▸ **Exercise prompt**
Every line of the material below must be repeated exactly.

▸ **Stored records**
* begin *

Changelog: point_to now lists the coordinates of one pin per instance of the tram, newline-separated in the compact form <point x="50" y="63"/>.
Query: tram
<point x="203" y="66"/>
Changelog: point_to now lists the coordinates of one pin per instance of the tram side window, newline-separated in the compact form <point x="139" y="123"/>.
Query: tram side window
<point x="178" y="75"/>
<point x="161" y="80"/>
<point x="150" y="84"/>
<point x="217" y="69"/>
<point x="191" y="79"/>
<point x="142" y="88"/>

* end *

▸ **Exercise result**
Changelog: point_to now lists the coordinates of one pin per instance of the tram, newline-separated in the compact form <point x="50" y="63"/>.
Query: tram
<point x="203" y="66"/>
Changelog: point_to now lists the coordinates of one pin per instance of the tram side window, newline-separated in the compact form <point x="139" y="123"/>.
Query: tram side window
<point x="178" y="75"/>
<point x="161" y="80"/>
<point x="150" y="84"/>
<point x="217" y="69"/>
<point x="191" y="79"/>
<point x="142" y="88"/>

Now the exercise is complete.